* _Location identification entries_
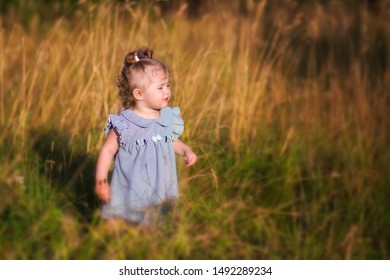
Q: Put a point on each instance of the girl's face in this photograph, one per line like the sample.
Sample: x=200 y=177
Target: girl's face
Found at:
x=156 y=94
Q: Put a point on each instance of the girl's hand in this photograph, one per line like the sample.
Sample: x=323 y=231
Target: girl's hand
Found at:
x=190 y=157
x=102 y=189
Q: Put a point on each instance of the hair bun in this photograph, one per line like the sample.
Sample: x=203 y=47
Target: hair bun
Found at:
x=130 y=58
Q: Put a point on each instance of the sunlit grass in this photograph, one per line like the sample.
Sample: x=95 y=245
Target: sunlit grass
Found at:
x=292 y=137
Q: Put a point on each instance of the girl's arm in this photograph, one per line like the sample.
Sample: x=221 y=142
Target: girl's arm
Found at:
x=110 y=147
x=183 y=150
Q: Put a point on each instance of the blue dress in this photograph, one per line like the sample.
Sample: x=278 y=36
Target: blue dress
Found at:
x=144 y=174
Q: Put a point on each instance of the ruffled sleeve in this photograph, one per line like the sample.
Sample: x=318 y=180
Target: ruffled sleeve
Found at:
x=119 y=124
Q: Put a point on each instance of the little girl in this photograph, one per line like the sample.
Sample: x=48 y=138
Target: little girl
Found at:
x=143 y=138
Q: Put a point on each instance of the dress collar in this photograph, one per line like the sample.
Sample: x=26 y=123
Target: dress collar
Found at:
x=143 y=122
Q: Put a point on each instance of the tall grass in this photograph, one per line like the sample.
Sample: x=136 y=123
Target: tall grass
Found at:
x=286 y=106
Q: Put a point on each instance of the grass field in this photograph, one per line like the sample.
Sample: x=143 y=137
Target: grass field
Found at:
x=286 y=104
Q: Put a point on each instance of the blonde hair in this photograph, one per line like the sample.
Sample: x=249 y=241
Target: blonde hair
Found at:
x=137 y=66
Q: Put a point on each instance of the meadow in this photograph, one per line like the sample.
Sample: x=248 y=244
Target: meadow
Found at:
x=285 y=103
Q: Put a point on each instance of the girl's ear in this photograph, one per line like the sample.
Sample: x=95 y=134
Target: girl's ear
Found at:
x=137 y=93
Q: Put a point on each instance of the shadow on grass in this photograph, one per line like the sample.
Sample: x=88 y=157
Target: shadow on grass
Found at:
x=69 y=169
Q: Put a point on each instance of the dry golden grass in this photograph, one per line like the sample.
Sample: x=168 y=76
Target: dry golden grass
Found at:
x=287 y=107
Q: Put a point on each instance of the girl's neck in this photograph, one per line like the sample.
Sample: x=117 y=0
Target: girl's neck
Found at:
x=146 y=113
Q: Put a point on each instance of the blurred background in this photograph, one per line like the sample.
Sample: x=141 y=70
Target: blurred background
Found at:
x=284 y=101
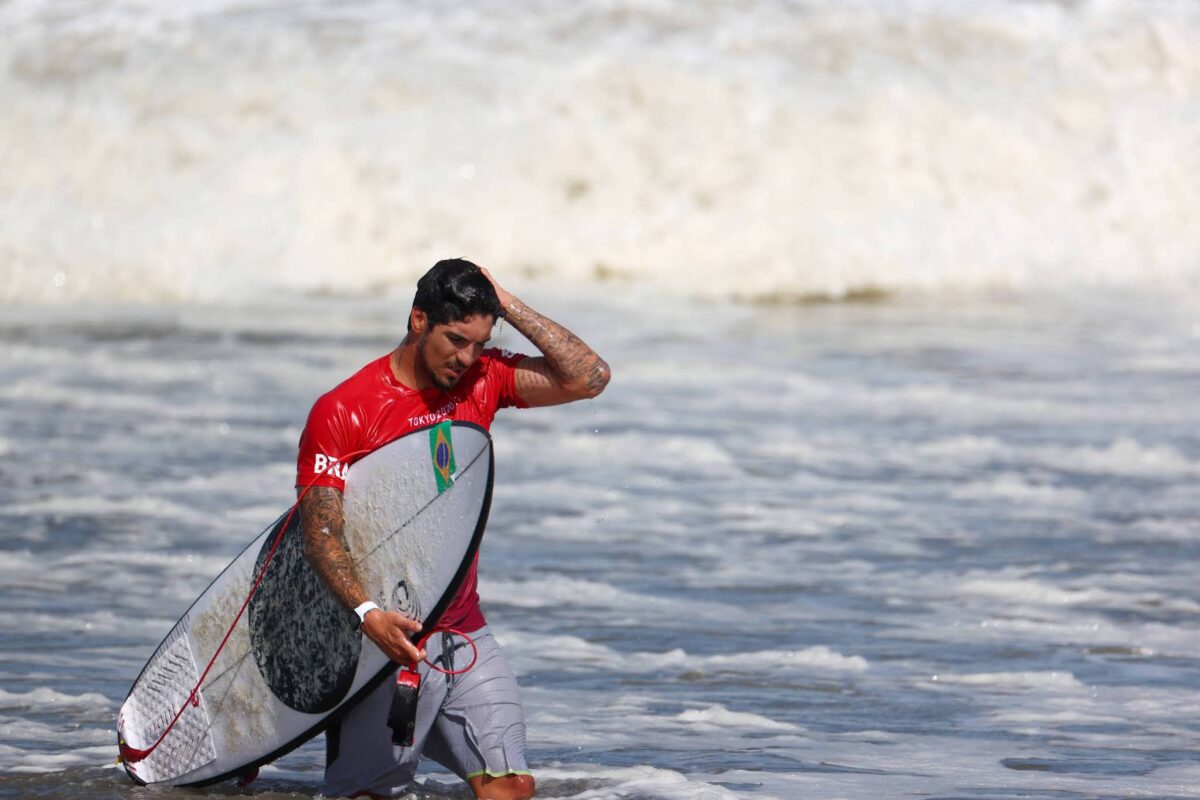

* _Description of the task_
Please output every line of the data above as a JSON list of strings, one string per line, omitting blank lines and leaving the pictures out.

* _Written solution_
[
  "Q: Put a point on each instance of the girl's face in this photograph, one per line like the sample.",
  "Sample: x=200 y=177",
  "Target: girl's face",
  "Found at:",
  "x=156 y=94",
  "Q: Put a point on each instance of the girl's hand in this photograph, one per line like the sample.",
  "Sample: x=323 y=231",
  "Target: girl's hand",
  "Found at:",
  "x=190 y=157",
  "x=102 y=189",
  "Q: Put a point on each instance of the hair bun in this photograph, one per line like the sample.",
  "Sample: x=203 y=47",
  "Target: hair bun",
  "Found at:",
  "x=130 y=58",
  "Q: Put a point on each instance of the sunlit grass in this photograph, one per line like the sample.",
  "Sample: x=95 y=245",
  "Target: sunlit grass",
  "Found at:",
  "x=292 y=137",
  "Q: Put a point on each instance of the girl's arm in this photograph, one per line like the sample.",
  "Sample: x=221 y=142",
  "Target: girl's arm",
  "Found at:",
  "x=110 y=147",
  "x=183 y=150",
  "Q: Put a point on each instance of the blue dress in this photograph, one per line like the sample.",
  "Sample: x=278 y=36",
  "Target: blue dress",
  "Found at:",
  "x=144 y=174",
  "Q: Put a point on each instance of the ruffled sleeve in this photograph, one per line like the sample.",
  "Sample: x=318 y=180",
  "Target: ruffled sleeve",
  "Found at:",
  "x=119 y=124",
  "Q: Put a point on each instance of the little girl in this photograph, one per line like the sample.",
  "Sample: x=48 y=138",
  "Target: little girl",
  "Found at:",
  "x=143 y=138",
  "Q: Put a point on each instance of the dress collar in this photograph, one per line like the sample.",
  "Sample: x=26 y=123",
  "Target: dress collar",
  "Found at:",
  "x=143 y=122",
  "Q: Put a point on each instance of the tall grass in this photograph, one per line like the sample.",
  "Sample: x=136 y=123",
  "Target: tall grass",
  "Found at:",
  "x=286 y=106",
  "Q: Put a point on each instance of the grass field in this photograph, one per line like the sample.",
  "Sample: x=143 y=137",
  "Target: grass field",
  "Found at:",
  "x=286 y=104",
  "Q: Put a point on each instance of the blonde hair in this photograph, one per line like the sample.",
  "Sample: x=249 y=241",
  "Target: blonde hair",
  "Found at:",
  "x=137 y=66",
  "Q: Put a point on each instance of the meadow in this photograph, one per line like the sample.",
  "Sample: x=248 y=244",
  "Target: meadow",
  "Found at:",
  "x=285 y=103",
  "Q: Put a point on each instance of the girl's ear in this photograph, one per line like the sample.",
  "Sample: x=95 y=134",
  "Target: girl's ear",
  "Found at:",
  "x=137 y=93",
  "Q: Put a point on each instance of the shadow on grass in this photograph, one per line like the sample.",
  "Sample: x=88 y=157",
  "Target: shadow on grass",
  "Found at:",
  "x=69 y=169",
  "Q: Put a point on each instance of the dry golden grass in this photograph, one per line like the sample.",
  "Sample: x=168 y=76",
  "Target: dry golden grass",
  "Found at:",
  "x=287 y=107",
  "Q: Put a point on each instance of the girl's neck in this photograph, one per line like the sample.",
  "Sample: x=117 y=0",
  "Target: girl's neck",
  "Found at:",
  "x=146 y=113",
  "Q: Put a point on each instance of the blurred background in this photograph, one per line like the sample.",
  "Sample: x=141 y=70",
  "Target: blurred background",
  "Found at:",
  "x=284 y=101"
]